WHAT THE EXERCISE ASKS: Retype the news report on the Iraq weapons inspections word for word.

Ueki also said Saturday that inspectors had resumed interviews with Iraqi biological weapons experts and missile scientists, another key Blix demand. The inspectors say debriefing scientists who worked on Iraq's programs to build weapons of mass destruction is key to their mission: verifying whether Iraq, as it claims, has dismantled those programs.
Biological, chemical and missiles teams had not conducted an interview since February 7 in a dispute over whether the scientists could record them, which the inspectors felt would make them less candid.
Ueki said two interviews - with an Iraqi biological weapons expert and a missile expert - had been conducted Friday evening, and that no tape recorders were used. "This is positive news," he said.
The two developments were expected to influence an address next week by Blix to the deeply divided UN Security Council, which is considering a U.S.-led resolution that would authorize war against Iraq for not complying with the inspections. Russian Foreign Minister Igor Ivanov said Russia would veto the U.S.-backed resolution if needed to preserve "international stability."
The council also is considering a French-led proposal to continue with inspections.
In Blix's 13-page report, delivered to the UN Security Council on Friday, he was highly critical of Iraq's overall disarmament efforts in the last three months, calling them "very limited so far."
But the report was written before the two latest developments, and Blix said a shift in Iraq's compliance could change his assessment before an address to the Security Council next week.
Blix ordered Iraq to begin destroying the missiles by Saturday after examining 40 test flights. In 13 of them, the missile flew farther than the 150-kilometer limit set by UN resolutions after the 1991 Gulf War. In 27 test flights, the missile flew below the limit.
Iraq maintains that some missiles overshot the limit only because they were tested without warheads or guidance systems. It called the decision unjust and appealed for technical discussions with UN inspectors.
"We have accepted destruction of those missiles, although they do not constitute a serious violation of the UN resolutions, but we want to remove any pretext that there may be to wage aggression against Iraq," Iraq's deputy prime minister, Tareq Aziz, told delegates to a conference in Mexico City by telephone.

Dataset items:
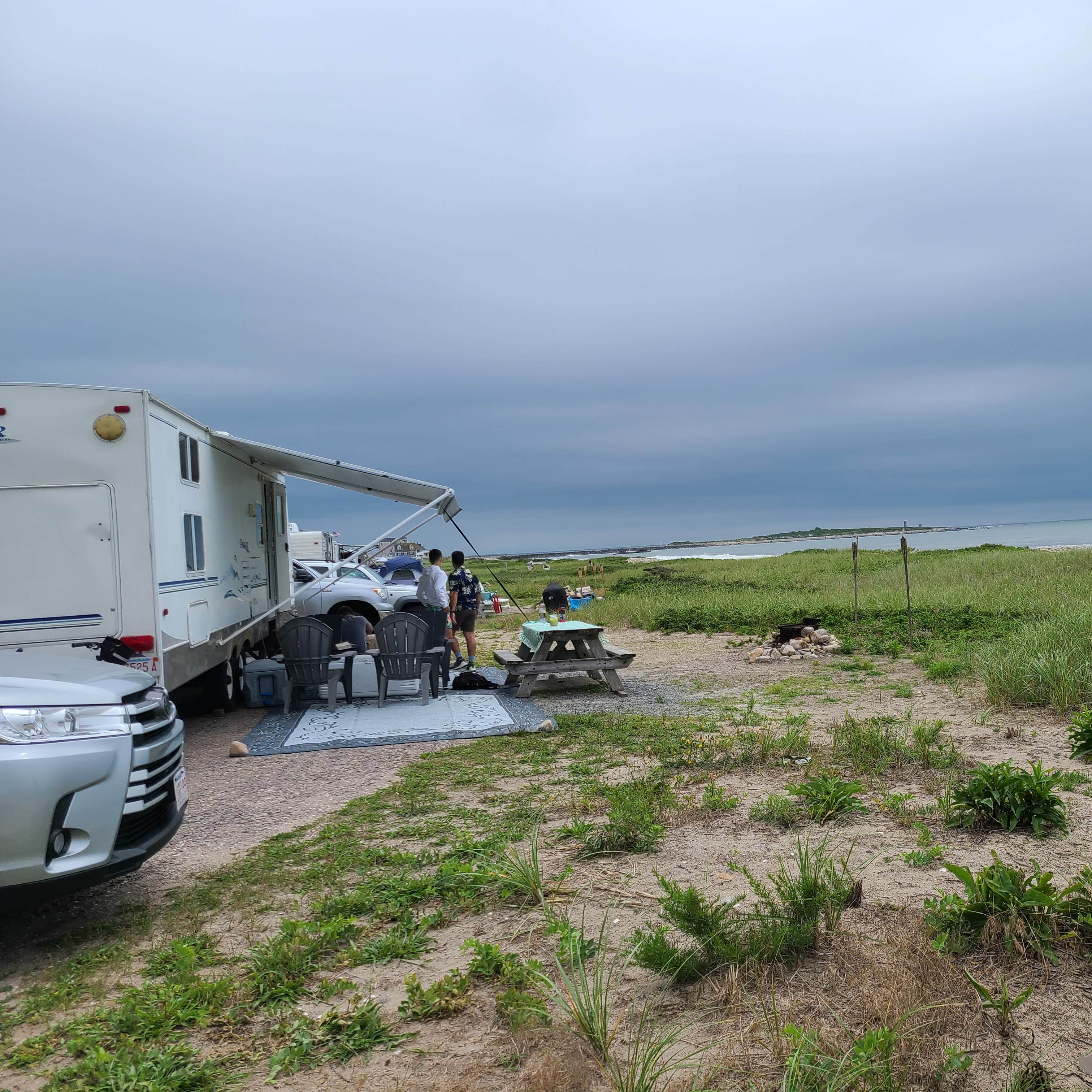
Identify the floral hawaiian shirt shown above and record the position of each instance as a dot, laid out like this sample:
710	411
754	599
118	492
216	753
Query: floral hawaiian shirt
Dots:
468	586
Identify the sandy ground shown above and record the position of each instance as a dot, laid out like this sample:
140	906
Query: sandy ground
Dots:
237	803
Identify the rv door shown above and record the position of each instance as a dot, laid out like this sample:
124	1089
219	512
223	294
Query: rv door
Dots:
60	564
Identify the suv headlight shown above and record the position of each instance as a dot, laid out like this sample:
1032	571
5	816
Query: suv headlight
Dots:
61	722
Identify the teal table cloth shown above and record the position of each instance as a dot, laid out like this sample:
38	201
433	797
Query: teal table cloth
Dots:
532	632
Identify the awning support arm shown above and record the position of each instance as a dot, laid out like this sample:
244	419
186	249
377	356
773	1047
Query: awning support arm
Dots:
434	509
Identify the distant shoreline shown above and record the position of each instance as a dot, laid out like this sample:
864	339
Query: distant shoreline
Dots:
789	538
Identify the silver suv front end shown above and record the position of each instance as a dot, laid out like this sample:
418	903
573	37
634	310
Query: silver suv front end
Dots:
87	793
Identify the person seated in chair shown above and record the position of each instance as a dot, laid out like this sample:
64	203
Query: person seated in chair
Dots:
356	629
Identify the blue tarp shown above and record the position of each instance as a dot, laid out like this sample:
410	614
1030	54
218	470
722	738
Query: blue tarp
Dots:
401	563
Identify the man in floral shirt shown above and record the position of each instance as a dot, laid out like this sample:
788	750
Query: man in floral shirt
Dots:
465	591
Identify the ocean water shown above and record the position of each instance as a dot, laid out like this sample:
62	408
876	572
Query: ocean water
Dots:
1060	533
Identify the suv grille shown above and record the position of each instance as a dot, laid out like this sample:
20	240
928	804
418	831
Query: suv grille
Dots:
157	755
151	720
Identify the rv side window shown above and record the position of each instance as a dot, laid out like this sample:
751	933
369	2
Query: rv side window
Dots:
189	460
195	543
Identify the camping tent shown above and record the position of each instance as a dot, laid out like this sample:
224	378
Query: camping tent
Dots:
401	563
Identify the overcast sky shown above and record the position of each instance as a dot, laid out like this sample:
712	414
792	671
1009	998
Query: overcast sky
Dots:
620	273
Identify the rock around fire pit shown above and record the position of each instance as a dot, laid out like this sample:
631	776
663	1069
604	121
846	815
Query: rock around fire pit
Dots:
813	642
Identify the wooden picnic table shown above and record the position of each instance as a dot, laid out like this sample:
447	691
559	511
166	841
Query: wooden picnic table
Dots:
568	648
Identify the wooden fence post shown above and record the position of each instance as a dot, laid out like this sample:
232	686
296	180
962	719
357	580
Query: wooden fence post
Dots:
906	569
854	586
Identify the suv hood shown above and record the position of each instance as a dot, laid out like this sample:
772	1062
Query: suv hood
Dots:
41	679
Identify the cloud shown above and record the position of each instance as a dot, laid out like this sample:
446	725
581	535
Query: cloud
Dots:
610	270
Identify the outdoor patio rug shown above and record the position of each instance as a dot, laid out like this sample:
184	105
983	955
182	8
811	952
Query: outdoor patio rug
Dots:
464	715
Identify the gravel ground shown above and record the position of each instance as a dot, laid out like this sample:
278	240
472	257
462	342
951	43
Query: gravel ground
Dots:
237	803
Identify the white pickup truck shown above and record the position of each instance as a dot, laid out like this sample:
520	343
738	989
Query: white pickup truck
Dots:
92	781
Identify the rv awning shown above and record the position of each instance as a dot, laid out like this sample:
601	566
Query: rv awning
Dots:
337	473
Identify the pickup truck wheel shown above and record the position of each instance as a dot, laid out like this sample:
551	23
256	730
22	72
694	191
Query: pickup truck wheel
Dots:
221	685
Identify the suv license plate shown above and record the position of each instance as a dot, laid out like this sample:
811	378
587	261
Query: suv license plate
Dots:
182	793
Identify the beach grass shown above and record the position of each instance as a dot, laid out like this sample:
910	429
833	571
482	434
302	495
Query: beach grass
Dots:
1017	619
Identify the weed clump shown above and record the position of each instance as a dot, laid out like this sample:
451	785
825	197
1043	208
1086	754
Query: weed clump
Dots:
826	797
183	957
716	800
1006	797
782	925
634	824
778	810
1080	734
407	940
445	998
1004	907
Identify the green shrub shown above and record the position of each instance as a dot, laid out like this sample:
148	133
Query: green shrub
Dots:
175	1067
183	957
783	924
1002	906
407	940
634	823
716	800
778	810
942	670
281	966
921	859
521	1008
931	748
872	746
359	1031
1080	734
1006	797
1068	780
445	998
867	1066
827	797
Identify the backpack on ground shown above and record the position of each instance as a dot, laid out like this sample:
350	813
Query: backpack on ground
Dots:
471	681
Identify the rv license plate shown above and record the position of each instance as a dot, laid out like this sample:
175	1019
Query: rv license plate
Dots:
182	793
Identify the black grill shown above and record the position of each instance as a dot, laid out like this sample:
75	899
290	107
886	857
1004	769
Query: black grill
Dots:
136	827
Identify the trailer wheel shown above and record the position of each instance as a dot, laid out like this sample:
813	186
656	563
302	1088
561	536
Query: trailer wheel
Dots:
222	685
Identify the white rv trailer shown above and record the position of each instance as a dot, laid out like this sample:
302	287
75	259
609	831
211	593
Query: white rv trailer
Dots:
124	518
314	546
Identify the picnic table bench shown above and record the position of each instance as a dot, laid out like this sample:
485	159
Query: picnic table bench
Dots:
568	648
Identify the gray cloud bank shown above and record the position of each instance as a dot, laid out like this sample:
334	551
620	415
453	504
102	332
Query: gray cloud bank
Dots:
619	272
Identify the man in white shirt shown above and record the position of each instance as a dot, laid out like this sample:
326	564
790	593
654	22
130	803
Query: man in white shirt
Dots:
433	587
433	592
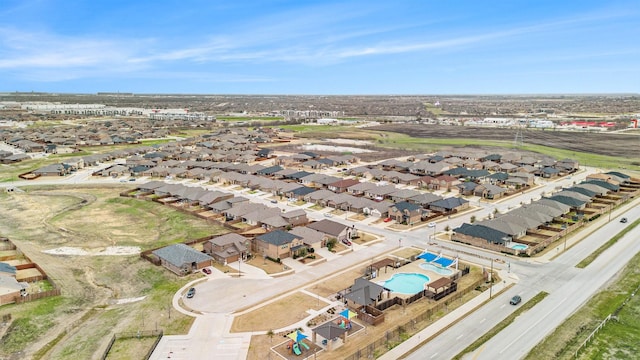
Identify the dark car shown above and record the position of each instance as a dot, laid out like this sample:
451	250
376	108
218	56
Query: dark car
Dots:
191	293
515	300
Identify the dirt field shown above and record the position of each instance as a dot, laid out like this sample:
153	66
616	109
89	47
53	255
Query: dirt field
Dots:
78	324
260	345
281	313
618	145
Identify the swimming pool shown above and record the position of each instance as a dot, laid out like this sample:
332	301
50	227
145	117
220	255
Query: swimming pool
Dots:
436	269
407	283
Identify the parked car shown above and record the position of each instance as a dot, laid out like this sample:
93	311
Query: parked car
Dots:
515	300
191	293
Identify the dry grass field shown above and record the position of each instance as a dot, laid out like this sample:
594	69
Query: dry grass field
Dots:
394	316
280	313
79	323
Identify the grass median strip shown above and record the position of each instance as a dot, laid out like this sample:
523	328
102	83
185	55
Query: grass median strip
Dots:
503	324
594	255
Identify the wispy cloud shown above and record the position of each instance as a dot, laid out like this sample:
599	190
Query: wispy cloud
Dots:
317	36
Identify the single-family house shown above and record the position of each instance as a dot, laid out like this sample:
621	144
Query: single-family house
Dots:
333	229
227	248
182	259
277	244
406	213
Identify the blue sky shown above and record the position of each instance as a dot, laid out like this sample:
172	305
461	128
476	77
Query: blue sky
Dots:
320	47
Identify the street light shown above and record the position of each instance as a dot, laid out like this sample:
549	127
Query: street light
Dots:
491	280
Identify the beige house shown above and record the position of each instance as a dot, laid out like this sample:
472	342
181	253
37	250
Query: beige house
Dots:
227	248
277	244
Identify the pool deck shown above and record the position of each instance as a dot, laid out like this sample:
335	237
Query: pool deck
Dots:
413	267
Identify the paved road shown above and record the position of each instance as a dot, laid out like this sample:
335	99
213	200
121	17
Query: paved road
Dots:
558	277
569	289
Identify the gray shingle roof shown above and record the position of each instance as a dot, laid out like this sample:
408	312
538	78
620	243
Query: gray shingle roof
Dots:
491	235
277	237
180	254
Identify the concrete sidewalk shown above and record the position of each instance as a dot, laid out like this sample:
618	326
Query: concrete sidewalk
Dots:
434	329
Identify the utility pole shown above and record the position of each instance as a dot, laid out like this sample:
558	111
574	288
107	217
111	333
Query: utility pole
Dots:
491	280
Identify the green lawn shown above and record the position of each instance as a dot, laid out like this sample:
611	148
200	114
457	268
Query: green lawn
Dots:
616	340
594	255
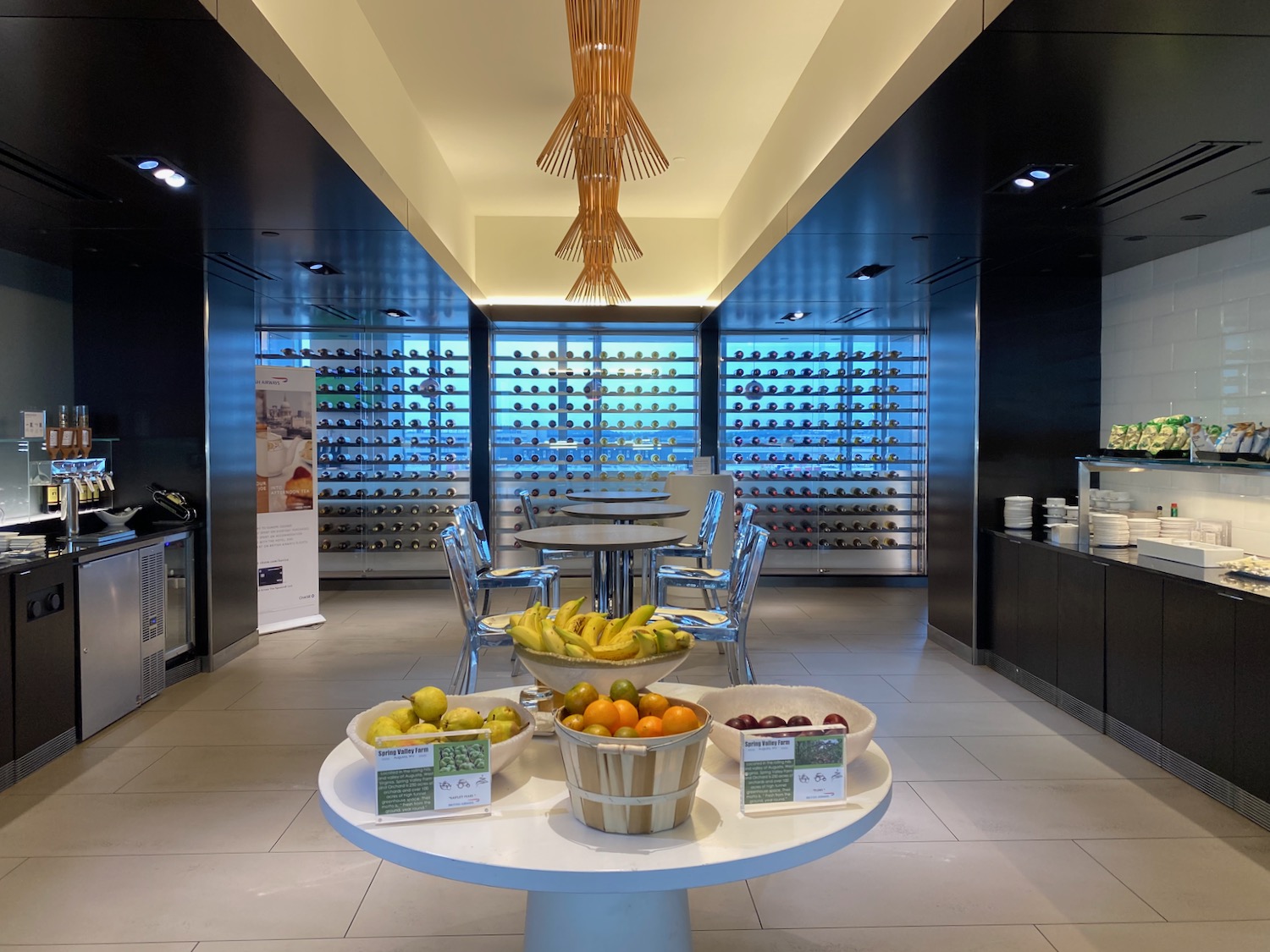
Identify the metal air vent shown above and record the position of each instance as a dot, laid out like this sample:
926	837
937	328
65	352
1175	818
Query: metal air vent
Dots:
1180	162
947	271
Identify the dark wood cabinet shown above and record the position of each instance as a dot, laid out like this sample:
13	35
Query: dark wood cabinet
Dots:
1135	632
1002	609
5	669
1198	675
1081	645
1252	697
43	657
1038	612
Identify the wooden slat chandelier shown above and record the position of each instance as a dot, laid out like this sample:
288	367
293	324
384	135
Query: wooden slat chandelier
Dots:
599	141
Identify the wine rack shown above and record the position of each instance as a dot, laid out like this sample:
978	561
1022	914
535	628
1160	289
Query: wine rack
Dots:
587	410
827	436
393	426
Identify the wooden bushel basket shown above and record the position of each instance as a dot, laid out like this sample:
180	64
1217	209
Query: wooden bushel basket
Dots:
634	786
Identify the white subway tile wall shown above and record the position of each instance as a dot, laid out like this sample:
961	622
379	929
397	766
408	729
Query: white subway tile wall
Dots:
1190	334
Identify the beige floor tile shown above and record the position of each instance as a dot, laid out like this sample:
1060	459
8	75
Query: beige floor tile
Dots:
884	663
907	820
947	883
315	695
310	833
229	728
1161	937
932	759
183	898
231	768
203	692
1193	878
1080	809
135	824
939	720
89	771
724	906
865	688
958	687
919	938
1071	758
452	944
406	903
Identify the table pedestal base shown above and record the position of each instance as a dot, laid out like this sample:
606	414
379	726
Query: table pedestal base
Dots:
622	922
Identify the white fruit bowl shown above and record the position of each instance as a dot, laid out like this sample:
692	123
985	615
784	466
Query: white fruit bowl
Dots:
785	701
500	754
561	673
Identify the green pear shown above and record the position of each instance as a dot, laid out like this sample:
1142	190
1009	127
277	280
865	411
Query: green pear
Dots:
429	703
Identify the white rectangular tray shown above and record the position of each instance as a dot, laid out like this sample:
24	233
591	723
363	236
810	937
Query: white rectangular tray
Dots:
1201	553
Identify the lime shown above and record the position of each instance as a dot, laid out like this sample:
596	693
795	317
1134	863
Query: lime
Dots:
579	697
624	691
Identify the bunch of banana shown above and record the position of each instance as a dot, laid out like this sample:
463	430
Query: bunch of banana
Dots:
596	636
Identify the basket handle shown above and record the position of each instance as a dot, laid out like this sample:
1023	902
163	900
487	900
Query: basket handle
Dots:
638	749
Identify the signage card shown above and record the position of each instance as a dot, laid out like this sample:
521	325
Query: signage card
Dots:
418	777
792	768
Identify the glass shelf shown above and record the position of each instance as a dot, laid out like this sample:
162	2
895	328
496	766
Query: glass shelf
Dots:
790	409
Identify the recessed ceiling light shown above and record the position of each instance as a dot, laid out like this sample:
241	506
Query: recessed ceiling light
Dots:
869	272
319	268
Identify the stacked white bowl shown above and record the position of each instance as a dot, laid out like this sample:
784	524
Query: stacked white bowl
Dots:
1175	527
1019	512
1109	530
1142	527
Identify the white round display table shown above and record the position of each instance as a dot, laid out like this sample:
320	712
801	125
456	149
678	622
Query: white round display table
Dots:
586	888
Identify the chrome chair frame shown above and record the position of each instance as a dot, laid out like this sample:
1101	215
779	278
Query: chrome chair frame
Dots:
729	627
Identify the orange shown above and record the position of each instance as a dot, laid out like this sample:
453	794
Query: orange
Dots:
604	713
652	705
680	720
627	713
649	728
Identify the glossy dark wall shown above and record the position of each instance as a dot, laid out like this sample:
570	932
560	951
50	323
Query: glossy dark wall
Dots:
139	360
952	347
230	493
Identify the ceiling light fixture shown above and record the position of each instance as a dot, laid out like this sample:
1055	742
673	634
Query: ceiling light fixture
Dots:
869	272
599	140
319	268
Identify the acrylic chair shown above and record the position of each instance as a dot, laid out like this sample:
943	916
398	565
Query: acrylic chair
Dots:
477	632
700	548
729	626
546	555
711	581
472	532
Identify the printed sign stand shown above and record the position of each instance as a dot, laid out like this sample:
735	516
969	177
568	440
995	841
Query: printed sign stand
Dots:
418	777
792	768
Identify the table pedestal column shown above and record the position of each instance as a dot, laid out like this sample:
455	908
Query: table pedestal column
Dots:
621	922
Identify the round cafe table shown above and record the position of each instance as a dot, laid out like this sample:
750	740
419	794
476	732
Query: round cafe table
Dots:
583	883
625	513
611	581
615	495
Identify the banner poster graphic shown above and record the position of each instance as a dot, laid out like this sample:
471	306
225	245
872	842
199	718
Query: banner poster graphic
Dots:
286	520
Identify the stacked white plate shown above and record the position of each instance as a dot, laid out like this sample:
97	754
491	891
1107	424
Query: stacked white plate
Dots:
1019	512
1175	527
1143	527
1109	530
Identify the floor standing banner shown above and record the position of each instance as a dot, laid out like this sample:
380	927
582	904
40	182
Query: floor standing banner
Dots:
286	520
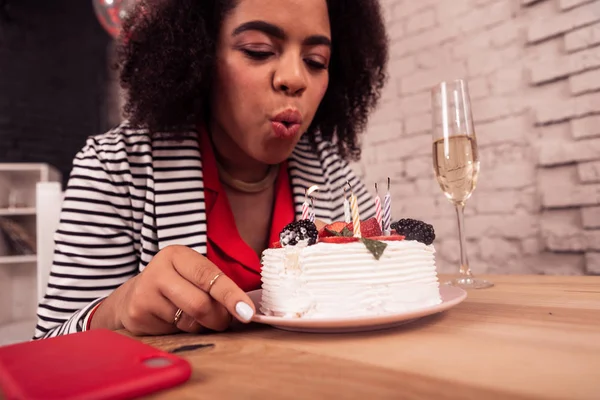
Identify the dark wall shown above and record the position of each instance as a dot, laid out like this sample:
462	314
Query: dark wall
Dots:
53	80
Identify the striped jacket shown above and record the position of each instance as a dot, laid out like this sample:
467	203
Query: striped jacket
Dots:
131	194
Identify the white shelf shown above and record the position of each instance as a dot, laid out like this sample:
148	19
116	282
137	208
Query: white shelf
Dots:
18	259
7	212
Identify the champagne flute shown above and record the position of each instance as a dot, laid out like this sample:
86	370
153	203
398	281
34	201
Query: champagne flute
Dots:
456	161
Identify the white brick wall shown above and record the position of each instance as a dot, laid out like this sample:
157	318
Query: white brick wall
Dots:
533	68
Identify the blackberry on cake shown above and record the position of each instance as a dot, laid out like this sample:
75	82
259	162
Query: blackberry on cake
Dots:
303	231
413	229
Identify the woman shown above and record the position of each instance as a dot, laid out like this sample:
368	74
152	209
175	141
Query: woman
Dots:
234	109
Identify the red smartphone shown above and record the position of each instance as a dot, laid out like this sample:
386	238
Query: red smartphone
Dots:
97	364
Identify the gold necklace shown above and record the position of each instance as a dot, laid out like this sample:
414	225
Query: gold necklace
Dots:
249	187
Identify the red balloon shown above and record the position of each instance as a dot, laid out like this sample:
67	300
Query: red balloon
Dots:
111	14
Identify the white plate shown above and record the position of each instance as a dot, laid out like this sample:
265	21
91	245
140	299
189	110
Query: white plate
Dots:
451	296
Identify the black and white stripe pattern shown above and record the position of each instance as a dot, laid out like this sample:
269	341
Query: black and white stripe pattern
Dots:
130	195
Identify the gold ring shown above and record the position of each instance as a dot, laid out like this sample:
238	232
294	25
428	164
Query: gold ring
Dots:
178	315
212	282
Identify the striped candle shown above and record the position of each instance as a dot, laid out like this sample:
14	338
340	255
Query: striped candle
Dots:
378	215
347	214
305	207
355	215
387	211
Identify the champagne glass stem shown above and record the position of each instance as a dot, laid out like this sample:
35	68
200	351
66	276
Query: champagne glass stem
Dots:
465	271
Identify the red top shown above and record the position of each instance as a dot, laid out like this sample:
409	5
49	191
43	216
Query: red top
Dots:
225	247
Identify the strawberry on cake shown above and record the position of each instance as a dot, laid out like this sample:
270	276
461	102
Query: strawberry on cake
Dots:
332	273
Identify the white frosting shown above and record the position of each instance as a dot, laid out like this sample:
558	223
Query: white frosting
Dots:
345	280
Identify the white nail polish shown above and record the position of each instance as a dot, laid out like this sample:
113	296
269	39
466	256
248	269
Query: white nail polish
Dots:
244	311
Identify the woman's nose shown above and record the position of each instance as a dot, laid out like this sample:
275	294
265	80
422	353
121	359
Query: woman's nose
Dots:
290	76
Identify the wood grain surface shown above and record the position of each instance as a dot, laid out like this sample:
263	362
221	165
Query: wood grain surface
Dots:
528	337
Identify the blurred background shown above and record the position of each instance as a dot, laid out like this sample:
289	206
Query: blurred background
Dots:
533	68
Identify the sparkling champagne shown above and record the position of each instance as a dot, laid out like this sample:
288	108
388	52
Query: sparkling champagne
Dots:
456	165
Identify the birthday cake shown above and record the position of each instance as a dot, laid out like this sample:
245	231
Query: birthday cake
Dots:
340	272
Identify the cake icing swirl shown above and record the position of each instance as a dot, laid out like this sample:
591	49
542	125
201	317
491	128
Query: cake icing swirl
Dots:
329	280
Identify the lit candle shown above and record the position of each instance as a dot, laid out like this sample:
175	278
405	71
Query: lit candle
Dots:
387	211
306	213
378	207
347	215
355	215
305	205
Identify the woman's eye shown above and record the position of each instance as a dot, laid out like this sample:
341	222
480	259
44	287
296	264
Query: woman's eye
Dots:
258	55
315	64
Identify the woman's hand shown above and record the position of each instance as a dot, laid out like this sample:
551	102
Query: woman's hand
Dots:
176	278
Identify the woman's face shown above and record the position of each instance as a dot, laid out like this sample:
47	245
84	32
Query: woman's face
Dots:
271	75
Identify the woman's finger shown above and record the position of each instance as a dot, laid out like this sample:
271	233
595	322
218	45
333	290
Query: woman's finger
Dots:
195	303
202	273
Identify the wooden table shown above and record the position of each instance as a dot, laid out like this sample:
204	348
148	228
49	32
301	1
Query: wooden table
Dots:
528	337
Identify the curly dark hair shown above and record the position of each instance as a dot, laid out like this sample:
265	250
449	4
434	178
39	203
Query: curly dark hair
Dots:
167	59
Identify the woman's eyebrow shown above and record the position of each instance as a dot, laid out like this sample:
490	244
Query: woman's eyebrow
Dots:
277	32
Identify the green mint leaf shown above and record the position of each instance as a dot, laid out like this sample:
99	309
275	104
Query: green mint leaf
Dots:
346	232
374	246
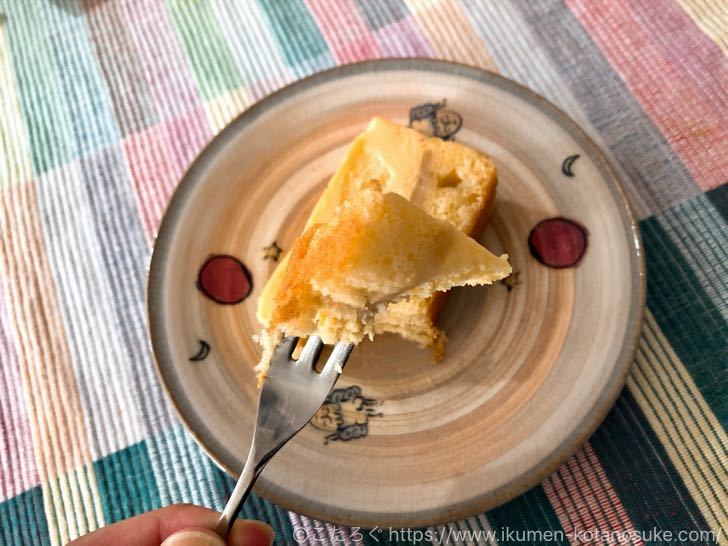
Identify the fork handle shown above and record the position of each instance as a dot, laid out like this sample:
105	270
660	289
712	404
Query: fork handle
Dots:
250	473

ANSWER TO THIS TASK:
Ueki also said Saturday that inspectors had resumed interviews with Iraqi biological weapons experts and missile scientists, another key Blix demand. The inspectors say debriefing scientists who worked on Iraq's programs to build weapons of mass destruction is key to their mission: verifying whether Iraq, as it claims, has dismantled those programs.
Biological, chemical and missiles teams had not conducted an interview since February 7 in a dispute over whether the scientists could record them, which the inspectors felt would make them less candid.
Ueki said two interviews - with an Iraqi biological weapons expert and a missile expert - had been conducted Friday evening, and that no tape recorders were used. "This is positive news," he said.
The two developments were expected to influence an address next week by Blix to the deeply divided UN Security Council, which is considering a U.S.-led resolution that would authorize war against Iraq for not complying with the inspections. Russian Foreign Minister Igor Ivanov said Russia would veto the U.S.-backed resolution if needed to preserve "international stability."
The council also is considering a French-led proposal to continue with inspections.
In Blix's 13-page report, delivered to the UN Security Council on Friday, he was highly critical of Iraq's overall disarmament efforts in the last three months, calling them "very limited so far."
But the report was written before the two latest developments, and Blix said a shift in Iraq's compliance could change his assessment before an address to the Security Council next week.
Blix ordered Iraq to begin destroying the missiles by Saturday after examining 40 test flights. In 13 of them, the missile flew farther than the 150-kilometer limit set by UN resolutions after the 1991 Gulf War. In 27 test flights, the missile flew below the limit.
Iraq maintains that some missiles overshot the limit only because they were tested without warheads or guidance systems. It called the decision unjust and appealed for technical discussions with UN inspectors.
"We have accepted destruction of those missiles, although they do not constitute a serious violation of the UN resolutions, but we want to remove any pretext that there may be to wage aggression against Iraq," Iraq's deputy prime minister, Tareq Aziz, told delegates to a conference in Mexico City by telephone.